### Dataset excerpts
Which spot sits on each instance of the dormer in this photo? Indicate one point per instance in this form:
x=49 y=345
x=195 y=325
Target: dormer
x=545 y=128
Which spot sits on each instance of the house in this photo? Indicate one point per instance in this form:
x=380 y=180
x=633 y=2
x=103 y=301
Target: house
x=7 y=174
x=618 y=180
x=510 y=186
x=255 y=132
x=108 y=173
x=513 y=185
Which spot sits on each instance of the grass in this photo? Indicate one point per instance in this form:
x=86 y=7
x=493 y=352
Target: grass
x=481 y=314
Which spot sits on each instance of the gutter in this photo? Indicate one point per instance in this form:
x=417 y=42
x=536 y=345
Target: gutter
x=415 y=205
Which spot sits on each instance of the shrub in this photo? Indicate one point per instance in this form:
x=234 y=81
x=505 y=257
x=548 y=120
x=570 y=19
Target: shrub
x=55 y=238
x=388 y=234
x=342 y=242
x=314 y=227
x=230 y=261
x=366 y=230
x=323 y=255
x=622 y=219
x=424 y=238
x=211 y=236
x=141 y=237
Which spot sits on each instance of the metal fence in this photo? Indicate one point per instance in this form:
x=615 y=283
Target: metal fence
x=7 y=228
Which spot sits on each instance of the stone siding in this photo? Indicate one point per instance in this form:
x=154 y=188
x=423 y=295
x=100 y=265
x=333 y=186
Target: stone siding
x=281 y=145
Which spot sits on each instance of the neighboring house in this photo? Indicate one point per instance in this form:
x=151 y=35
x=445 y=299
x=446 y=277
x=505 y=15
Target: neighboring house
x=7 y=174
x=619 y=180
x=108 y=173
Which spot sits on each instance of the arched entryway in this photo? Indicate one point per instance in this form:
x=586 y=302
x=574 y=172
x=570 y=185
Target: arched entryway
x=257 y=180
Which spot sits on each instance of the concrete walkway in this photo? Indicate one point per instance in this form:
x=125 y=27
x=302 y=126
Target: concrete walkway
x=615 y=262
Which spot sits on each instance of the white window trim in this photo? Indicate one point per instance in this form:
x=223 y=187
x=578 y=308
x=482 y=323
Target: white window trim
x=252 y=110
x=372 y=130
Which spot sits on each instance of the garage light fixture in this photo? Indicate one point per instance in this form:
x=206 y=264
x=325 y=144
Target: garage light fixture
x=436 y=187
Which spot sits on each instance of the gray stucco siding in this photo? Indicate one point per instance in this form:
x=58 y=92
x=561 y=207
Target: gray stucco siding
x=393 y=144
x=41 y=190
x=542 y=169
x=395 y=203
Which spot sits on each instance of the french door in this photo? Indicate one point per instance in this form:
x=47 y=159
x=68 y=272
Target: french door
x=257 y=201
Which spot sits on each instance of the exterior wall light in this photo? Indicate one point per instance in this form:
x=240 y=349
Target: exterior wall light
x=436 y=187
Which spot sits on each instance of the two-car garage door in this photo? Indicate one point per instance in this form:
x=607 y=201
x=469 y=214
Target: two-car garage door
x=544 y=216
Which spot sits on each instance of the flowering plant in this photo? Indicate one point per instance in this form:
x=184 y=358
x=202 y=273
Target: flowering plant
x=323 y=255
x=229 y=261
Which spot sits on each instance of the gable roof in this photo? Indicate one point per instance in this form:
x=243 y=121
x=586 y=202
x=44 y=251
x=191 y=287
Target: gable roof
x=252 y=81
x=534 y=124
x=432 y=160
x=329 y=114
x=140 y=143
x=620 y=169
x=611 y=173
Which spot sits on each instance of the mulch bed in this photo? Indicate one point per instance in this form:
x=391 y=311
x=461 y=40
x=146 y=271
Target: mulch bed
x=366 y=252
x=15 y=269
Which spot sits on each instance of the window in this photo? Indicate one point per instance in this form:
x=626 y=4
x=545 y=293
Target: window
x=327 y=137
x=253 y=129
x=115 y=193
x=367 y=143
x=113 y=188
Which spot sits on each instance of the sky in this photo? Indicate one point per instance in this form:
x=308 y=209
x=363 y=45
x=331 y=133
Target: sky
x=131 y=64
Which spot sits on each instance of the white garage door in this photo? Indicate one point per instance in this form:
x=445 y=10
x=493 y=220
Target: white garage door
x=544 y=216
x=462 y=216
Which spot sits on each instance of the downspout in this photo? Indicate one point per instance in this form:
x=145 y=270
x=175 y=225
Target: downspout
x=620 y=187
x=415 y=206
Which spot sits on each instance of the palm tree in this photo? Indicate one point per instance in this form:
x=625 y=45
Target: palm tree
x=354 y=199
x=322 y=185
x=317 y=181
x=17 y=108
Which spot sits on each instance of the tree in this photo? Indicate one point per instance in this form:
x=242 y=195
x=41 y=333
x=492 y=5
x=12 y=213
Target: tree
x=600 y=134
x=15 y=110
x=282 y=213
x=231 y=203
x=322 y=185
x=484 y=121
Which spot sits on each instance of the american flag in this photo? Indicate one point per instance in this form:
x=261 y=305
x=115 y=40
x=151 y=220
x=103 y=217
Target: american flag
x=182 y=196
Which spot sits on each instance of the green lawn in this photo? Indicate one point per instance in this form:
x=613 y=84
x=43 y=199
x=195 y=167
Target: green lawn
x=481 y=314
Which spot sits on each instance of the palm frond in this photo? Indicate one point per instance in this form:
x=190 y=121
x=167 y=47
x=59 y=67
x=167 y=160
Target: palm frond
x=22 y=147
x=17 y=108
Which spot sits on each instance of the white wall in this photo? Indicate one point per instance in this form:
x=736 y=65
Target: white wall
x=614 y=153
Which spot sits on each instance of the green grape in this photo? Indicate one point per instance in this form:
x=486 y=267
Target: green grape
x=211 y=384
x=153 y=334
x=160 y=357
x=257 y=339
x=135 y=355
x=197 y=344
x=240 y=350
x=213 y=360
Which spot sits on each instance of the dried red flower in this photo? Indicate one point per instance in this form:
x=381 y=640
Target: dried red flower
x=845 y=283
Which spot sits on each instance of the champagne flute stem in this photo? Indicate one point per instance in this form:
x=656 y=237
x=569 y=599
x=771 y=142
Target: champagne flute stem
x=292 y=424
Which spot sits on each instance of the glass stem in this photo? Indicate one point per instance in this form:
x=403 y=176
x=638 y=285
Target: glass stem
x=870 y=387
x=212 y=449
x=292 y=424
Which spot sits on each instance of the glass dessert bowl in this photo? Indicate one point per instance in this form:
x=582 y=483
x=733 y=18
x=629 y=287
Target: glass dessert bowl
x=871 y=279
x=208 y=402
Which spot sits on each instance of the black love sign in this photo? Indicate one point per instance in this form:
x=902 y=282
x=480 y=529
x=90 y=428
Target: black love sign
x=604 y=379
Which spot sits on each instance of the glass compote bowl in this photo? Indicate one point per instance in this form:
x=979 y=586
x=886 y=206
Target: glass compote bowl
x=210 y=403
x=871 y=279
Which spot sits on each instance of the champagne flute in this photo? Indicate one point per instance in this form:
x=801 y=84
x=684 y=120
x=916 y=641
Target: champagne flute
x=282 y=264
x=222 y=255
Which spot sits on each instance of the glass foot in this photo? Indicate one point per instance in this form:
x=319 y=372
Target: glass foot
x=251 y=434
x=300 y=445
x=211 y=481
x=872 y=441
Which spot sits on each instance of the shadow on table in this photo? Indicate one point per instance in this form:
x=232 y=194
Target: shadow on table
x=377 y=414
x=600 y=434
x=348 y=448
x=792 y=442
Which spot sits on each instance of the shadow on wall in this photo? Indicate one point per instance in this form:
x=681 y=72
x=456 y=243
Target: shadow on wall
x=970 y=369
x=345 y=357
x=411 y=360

--

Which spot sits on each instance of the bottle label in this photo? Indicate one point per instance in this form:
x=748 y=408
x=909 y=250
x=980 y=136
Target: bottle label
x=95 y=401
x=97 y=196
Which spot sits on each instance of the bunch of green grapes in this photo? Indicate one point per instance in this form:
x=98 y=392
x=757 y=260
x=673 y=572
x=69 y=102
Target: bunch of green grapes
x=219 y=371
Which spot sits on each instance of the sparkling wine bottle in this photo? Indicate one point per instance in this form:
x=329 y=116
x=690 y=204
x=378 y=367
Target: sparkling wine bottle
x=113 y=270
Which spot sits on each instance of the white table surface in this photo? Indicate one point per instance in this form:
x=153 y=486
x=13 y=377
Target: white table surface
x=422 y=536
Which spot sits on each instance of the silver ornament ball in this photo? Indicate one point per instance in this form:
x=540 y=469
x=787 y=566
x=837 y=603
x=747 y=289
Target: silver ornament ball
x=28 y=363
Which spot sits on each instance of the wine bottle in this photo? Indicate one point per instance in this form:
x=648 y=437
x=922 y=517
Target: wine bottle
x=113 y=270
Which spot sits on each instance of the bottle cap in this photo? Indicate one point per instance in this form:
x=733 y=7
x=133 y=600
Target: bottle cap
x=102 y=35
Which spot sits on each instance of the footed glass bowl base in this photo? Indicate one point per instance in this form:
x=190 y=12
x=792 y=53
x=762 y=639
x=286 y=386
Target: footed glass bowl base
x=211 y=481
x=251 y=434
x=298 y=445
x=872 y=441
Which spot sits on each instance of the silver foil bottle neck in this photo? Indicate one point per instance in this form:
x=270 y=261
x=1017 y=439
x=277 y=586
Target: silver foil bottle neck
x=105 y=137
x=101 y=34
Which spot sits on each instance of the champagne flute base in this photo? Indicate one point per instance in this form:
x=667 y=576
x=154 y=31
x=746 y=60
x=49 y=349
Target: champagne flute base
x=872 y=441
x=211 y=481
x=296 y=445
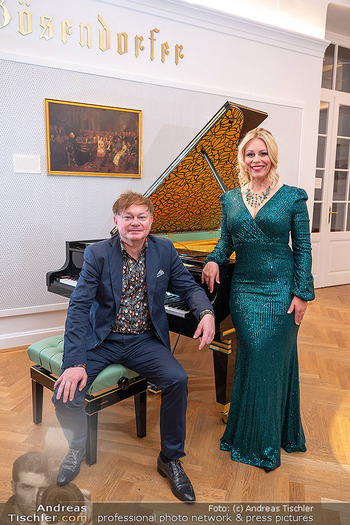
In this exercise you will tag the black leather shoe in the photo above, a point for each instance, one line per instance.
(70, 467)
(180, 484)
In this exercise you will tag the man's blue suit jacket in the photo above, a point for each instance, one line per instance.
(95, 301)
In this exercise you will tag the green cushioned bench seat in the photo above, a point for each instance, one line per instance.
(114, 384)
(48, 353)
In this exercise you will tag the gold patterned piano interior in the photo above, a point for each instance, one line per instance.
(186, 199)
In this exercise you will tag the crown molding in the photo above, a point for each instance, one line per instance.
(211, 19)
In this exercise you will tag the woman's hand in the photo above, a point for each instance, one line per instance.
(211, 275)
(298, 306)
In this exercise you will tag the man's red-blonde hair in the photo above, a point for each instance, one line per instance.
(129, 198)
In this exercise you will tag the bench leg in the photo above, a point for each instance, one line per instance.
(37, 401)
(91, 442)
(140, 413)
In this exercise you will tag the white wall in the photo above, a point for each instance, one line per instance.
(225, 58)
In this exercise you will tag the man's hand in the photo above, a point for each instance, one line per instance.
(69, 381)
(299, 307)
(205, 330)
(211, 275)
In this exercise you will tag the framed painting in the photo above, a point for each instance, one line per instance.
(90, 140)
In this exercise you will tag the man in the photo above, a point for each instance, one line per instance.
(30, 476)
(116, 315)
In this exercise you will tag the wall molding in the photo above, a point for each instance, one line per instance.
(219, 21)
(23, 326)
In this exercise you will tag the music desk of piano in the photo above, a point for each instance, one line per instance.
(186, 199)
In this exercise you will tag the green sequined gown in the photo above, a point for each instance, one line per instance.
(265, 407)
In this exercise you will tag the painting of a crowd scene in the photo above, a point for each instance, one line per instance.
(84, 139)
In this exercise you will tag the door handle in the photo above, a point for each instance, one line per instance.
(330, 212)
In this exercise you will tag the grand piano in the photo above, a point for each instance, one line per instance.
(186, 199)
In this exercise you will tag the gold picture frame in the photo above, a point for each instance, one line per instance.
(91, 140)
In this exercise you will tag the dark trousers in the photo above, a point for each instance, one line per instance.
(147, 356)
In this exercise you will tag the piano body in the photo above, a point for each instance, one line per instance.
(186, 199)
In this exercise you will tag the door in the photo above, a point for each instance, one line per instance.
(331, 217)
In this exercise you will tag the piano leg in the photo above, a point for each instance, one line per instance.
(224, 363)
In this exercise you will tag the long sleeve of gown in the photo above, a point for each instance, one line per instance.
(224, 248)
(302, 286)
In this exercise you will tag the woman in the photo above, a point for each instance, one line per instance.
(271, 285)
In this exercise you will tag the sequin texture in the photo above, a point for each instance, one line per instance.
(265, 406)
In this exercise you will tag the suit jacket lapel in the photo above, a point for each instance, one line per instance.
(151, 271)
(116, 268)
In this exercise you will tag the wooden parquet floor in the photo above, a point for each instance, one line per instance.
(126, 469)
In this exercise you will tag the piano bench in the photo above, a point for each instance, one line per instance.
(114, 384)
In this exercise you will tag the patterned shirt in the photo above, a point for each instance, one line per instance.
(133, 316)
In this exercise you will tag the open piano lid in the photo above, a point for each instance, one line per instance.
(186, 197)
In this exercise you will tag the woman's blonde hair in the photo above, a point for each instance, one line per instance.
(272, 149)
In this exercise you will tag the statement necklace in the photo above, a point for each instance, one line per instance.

---

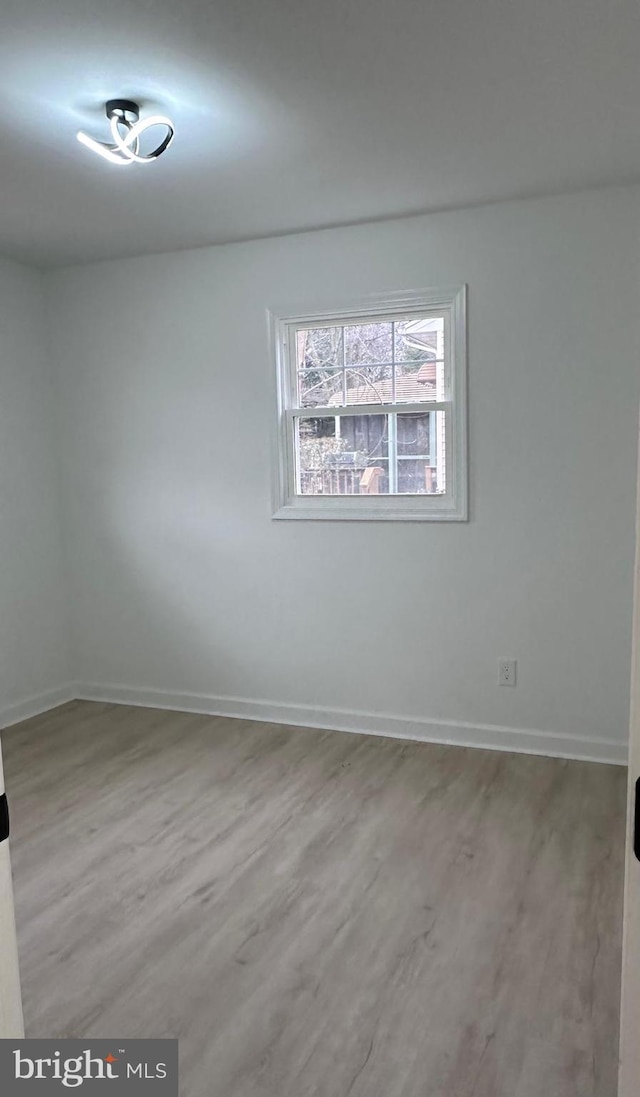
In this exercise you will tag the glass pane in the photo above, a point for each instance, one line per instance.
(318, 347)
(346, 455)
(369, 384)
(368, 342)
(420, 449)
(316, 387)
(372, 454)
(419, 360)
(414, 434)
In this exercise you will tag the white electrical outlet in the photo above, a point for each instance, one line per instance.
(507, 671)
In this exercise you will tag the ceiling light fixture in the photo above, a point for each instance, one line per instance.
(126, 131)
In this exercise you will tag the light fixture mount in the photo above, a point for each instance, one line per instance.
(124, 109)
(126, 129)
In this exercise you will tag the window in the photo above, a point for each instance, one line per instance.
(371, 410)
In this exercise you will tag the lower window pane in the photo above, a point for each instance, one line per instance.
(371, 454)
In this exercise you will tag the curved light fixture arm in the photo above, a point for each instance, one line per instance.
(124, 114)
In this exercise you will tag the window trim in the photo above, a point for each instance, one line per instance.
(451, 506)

### Given problem
Add 103 to every coordinate in the answers in the material from the line with "Which spot sits on each instance of the sky" to the line with "x=415 y=206", both lines included. Write out that whole stretch again, leaving the requests and their sample coordinates unchanged.

### Complete response
Which spot sits on each instance of the sky in this photo? Indicate one point per instance in this form:
x=308 y=209
x=363 y=45
x=331 y=133
Target: sky
x=234 y=167
Which spot sits on each instance of the white garage door in this photo? Indicate one point per instance in this form:
x=445 y=10
x=493 y=220
Target: white garage door
x=647 y=319
x=565 y=319
Which spot sits on each instance of the downspout in this photo? Indicate one point per instance in this form:
x=145 y=270
x=175 y=225
Target: downspout
x=723 y=290
x=518 y=309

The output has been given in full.